◆ Document extract ◆

'''

In the unactuated, that is, deenergized, state of the changeover valve 14, the working pressure line 20 is connected to the vent outlet 24 and is thus unpressurized. In the actuated, that is, energized, state of the changeover valve 14, the working pressure line 20 is connected to the supply line 28 and is thus under the supply pressure of the storage reservoir 30.
In the unactuated, that is, deenergized, state of the shutoff valves 16 a, 16 b, these are in each case closed, and the connection lines 32 a, 32 b are shut off from the working pressure line 20. To lower the bellows pressure in the spring bellows 10 a, 10 b of the associated air spring 8 a, 8 b, all that is required is to open the relevant shutoff valve 16 a, 16 b, as a result of which air is released from the respective spring bellows 10 a, 10 b. To increase the bellows pressure in the spring bellows 10 a, 10 b of the associated air spring 8 a, 8 b, on the other hand, the switching over of the changeover valve 14 and the opening of the relevant shutoff valve 16 a, 16 b are required, as a result of which air is admitted to the respective spring bellows 10 a, 10 b.

'''

◆ Data segment ◆

'''

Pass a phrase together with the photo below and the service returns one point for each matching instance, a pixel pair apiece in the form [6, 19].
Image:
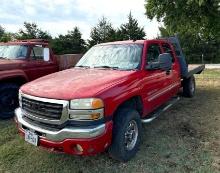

'''

◆ Exercise instructions ◆
[A] Reproduce everything in the air spring valve description from "In the unactuated, that is, deenergized, state of the changeover" down to "storage reservoir 30.".
[B] According to the air spring valve description, what is the working pressure line 20 connected to when the changeover valve 14 is deenergized?

◆ Responses to the tasks ◆
[A]
In the unactuated, that is, deenergized, state of the changeover valve 14, the working pressure line 20 is connected to the vent outlet 24 and is thus unpressurized. In the actuated, that is, energized, state of the changeover valve 14, the working pressure line 20 is connected to the supply line 28 and is thus under the supply pressure of the storage reservoir 30.

[B] The vent outlet 24, which leaves the line unpressurized.